:: Material shown ::
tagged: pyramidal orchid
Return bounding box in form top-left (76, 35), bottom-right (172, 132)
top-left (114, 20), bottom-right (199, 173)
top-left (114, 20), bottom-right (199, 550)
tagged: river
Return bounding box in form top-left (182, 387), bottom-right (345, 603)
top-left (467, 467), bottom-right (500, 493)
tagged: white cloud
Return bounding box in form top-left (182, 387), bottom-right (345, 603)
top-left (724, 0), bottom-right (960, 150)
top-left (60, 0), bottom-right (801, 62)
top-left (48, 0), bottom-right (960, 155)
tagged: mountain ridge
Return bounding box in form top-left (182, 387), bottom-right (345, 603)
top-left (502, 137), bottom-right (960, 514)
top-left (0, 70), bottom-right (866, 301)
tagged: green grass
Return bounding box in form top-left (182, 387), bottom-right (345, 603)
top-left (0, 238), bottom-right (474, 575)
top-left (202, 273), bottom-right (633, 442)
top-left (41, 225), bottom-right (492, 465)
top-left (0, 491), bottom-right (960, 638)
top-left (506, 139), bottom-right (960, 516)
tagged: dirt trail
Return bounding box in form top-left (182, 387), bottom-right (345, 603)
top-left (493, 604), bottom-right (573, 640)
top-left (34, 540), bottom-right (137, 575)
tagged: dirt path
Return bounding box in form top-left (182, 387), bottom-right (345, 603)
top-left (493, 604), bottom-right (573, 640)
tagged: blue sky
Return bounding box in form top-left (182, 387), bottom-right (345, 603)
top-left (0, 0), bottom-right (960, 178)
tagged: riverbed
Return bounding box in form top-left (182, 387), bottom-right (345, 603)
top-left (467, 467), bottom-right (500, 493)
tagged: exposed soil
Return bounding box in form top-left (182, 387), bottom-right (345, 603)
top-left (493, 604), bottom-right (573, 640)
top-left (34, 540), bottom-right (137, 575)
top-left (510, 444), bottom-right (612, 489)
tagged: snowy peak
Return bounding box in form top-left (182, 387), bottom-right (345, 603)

:: Your task ::
Repeat every line of the records above exactly.

:: Solution for this exercise ::
tagged: pyramidal orchid
Return bounding box in form top-left (76, 35), bottom-right (172, 132)
top-left (114, 20), bottom-right (199, 173)
top-left (114, 20), bottom-right (199, 550)
tagged: river
Return bounding box in form top-left (182, 387), bottom-right (345, 603)
top-left (467, 467), bottom-right (500, 493)
tagged: white cloud
Return bounding box in form top-left (182, 387), bottom-right (345, 603)
top-left (724, 0), bottom-right (960, 150)
top-left (60, 0), bottom-right (801, 62)
top-left (48, 0), bottom-right (960, 155)
tagged: mountain ridge
Return bounding box in form top-left (182, 387), bottom-right (345, 603)
top-left (502, 137), bottom-right (960, 514)
top-left (0, 70), bottom-right (866, 301)
tagged: green grass
Return bounding box in form top-left (182, 387), bottom-right (345, 603)
top-left (0, 238), bottom-right (474, 575)
top-left (202, 273), bottom-right (633, 442)
top-left (41, 225), bottom-right (492, 465)
top-left (0, 491), bottom-right (960, 638)
top-left (506, 139), bottom-right (960, 516)
tagged: dirt trail
Return bounding box in form top-left (182, 387), bottom-right (345, 603)
top-left (493, 604), bottom-right (573, 640)
top-left (34, 540), bottom-right (137, 575)
tagged: dirt path
Return bounding box in form top-left (182, 387), bottom-right (345, 603)
top-left (493, 604), bottom-right (573, 640)
tagged: blue sky
Return bounding box in form top-left (182, 387), bottom-right (345, 603)
top-left (0, 0), bottom-right (960, 178)
tagged: riverbed
Return bounding box in form top-left (182, 387), bottom-right (345, 603)
top-left (467, 467), bottom-right (500, 493)
tagged: exposed soil
Return bounding box in form top-left (182, 387), bottom-right (345, 603)
top-left (493, 604), bottom-right (573, 640)
top-left (34, 540), bottom-right (137, 575)
top-left (510, 444), bottom-right (612, 489)
tagged: snowy peak
Return bounding box in form top-left (182, 387), bottom-right (345, 603)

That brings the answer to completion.